§ **Provided information**:
════

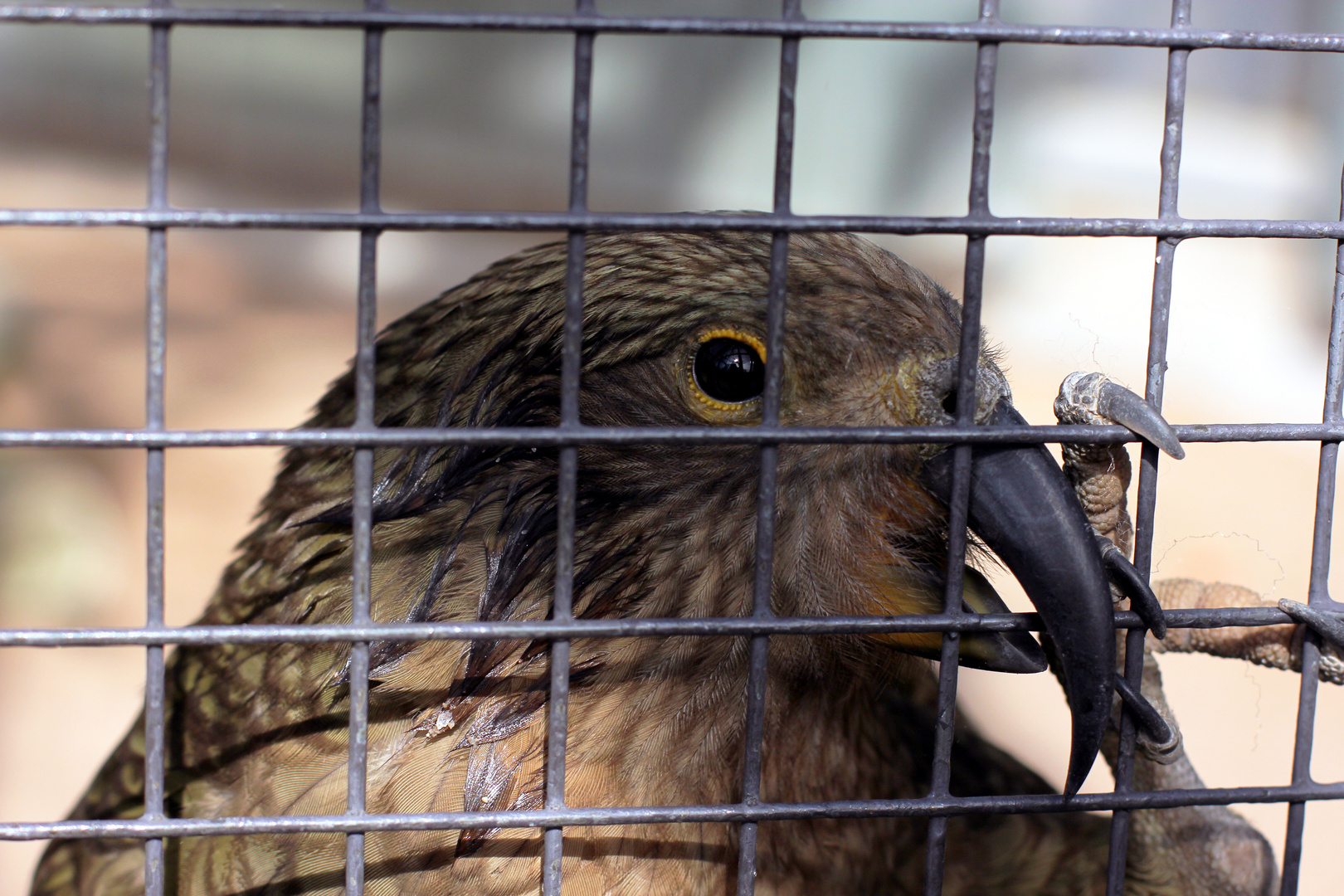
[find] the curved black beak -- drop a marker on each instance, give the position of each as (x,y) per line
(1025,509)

════

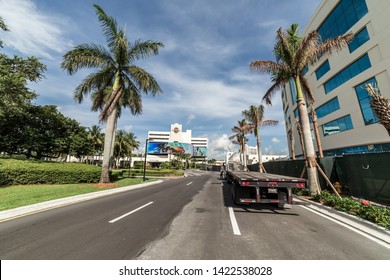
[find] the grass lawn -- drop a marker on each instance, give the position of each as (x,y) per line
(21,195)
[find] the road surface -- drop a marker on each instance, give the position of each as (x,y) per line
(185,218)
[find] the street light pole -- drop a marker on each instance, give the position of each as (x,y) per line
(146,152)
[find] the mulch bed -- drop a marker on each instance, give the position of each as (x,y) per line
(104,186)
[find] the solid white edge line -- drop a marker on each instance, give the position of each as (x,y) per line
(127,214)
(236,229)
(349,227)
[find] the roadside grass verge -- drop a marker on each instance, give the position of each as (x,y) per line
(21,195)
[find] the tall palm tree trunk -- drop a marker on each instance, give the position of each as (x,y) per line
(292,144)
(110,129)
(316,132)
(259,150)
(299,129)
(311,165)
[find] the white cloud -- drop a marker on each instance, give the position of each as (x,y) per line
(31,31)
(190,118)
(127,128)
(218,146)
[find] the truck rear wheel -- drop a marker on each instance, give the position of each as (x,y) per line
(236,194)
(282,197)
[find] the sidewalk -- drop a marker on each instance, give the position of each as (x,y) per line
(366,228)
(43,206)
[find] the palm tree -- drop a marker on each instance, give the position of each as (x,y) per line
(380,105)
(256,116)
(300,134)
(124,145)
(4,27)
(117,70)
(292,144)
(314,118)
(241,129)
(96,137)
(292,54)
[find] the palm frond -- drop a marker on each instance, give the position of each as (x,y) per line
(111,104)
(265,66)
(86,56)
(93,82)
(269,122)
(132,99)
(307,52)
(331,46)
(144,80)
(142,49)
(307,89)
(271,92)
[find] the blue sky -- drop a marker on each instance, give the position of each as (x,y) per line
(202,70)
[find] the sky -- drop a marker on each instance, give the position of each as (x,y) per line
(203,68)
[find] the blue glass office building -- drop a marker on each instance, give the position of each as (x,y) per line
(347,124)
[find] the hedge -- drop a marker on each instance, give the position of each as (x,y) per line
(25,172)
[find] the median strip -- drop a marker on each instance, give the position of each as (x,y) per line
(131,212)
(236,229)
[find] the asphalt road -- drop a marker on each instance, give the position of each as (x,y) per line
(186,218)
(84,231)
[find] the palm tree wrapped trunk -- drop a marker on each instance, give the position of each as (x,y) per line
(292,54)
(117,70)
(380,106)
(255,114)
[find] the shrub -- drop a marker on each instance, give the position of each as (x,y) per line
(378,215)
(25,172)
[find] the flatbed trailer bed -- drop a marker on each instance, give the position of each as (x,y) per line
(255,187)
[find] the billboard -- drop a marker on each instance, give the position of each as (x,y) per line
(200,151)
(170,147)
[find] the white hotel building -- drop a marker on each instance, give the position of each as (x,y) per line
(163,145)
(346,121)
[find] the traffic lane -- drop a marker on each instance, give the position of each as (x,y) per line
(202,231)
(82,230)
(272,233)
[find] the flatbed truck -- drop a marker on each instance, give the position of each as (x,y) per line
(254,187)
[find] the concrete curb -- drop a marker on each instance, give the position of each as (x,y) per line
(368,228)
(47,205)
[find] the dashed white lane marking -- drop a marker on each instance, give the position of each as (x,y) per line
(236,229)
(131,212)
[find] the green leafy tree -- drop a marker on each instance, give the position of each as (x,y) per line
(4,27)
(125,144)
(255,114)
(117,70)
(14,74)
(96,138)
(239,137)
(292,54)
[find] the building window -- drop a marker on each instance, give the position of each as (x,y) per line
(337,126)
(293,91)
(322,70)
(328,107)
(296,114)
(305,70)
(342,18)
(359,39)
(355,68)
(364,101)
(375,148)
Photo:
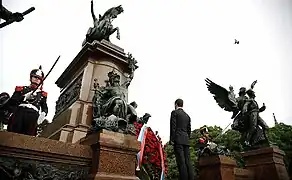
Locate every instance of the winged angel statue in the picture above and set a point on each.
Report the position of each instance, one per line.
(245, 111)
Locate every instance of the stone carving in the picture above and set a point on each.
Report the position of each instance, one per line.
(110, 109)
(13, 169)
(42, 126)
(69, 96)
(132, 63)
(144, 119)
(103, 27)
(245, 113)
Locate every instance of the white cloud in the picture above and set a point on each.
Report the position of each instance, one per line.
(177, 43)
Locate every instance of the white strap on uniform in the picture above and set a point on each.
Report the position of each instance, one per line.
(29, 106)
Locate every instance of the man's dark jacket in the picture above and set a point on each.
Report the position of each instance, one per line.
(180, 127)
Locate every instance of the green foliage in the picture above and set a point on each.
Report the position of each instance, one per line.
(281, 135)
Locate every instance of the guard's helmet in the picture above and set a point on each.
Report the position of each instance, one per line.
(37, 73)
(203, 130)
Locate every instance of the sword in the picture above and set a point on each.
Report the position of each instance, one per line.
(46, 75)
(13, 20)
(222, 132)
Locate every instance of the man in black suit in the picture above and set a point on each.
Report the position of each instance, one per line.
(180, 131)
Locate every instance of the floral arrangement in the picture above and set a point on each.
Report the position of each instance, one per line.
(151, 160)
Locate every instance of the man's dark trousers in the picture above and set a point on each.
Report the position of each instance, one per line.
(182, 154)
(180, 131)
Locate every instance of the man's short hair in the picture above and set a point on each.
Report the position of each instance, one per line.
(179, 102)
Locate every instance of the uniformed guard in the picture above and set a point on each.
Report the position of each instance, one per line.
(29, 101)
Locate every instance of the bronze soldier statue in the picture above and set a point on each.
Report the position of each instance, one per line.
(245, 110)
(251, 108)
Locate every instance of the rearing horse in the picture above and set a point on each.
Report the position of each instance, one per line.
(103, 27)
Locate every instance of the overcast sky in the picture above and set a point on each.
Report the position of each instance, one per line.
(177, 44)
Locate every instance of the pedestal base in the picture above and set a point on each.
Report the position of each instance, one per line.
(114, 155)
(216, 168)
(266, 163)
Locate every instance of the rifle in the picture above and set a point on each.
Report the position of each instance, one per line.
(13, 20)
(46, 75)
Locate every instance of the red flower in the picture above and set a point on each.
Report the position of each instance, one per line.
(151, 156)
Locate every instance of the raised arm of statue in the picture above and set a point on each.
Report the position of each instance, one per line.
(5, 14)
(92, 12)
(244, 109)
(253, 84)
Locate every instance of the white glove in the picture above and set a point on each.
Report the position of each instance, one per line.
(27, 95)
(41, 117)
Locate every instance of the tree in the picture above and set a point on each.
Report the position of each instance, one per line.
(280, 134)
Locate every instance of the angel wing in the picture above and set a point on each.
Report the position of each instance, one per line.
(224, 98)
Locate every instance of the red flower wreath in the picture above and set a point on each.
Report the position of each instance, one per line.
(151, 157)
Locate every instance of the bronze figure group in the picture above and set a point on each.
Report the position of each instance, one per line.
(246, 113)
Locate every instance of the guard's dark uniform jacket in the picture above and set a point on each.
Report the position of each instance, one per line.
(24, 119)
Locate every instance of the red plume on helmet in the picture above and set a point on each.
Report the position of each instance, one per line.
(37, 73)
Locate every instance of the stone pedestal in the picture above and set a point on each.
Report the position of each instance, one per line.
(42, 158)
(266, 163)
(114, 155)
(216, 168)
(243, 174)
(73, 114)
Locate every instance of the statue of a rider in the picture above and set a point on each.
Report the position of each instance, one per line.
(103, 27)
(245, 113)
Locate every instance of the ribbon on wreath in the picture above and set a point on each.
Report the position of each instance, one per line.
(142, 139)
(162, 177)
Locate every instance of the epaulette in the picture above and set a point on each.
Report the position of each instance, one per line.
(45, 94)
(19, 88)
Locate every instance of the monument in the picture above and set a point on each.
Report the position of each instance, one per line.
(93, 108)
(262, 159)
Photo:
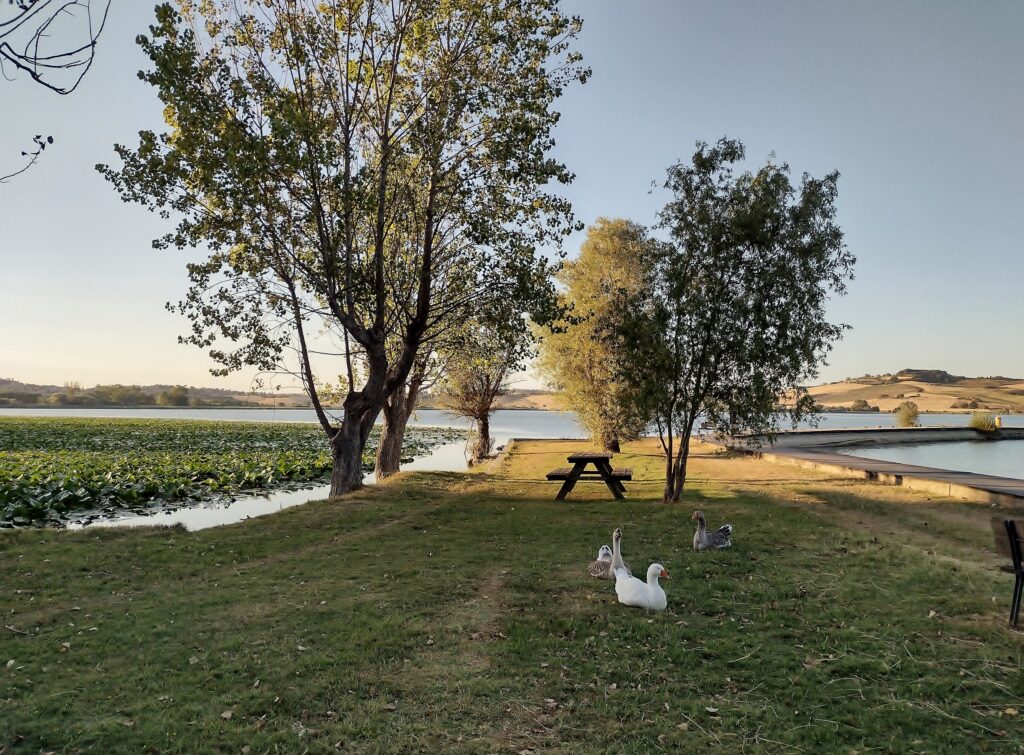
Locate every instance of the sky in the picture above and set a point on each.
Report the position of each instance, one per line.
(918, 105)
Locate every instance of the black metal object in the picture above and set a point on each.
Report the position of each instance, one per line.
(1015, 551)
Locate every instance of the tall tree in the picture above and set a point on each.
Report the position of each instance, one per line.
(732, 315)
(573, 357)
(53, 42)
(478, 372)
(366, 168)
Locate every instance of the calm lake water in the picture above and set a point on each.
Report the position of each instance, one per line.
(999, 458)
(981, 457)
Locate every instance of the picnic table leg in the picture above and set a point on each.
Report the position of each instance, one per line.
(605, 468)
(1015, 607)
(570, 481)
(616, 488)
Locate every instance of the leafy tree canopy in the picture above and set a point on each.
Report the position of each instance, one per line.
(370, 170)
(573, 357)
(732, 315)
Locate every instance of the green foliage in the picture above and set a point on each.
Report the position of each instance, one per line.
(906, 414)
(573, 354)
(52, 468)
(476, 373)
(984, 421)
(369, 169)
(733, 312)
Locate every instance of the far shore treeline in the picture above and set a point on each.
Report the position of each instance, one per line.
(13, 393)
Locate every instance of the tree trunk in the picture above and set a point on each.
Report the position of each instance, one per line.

════

§ **What is needed**:
Please make an exact copy of the lines above from the line with "Locate every instance of the red flower in" through the line with "Locate every instance of the tree in", both ends included.

§ **Response for this exercise**:
Locate every instance of the red flower in the picture above and set a point on each.
Report the position of each instance, one per line.
(151, 156)
Locate every instance of the raised arm of statue in the picture above and set a point on each.
Report the position of each instance, one per line.
(5, 14)
(92, 12)
(244, 109)
(253, 84)
Locate every instance of the white glove in the picture above and set a point on each.
Report the position of each instance, one per line.
(27, 95)
(41, 117)
Locate every instance of the tree in the picture above and set a point on each.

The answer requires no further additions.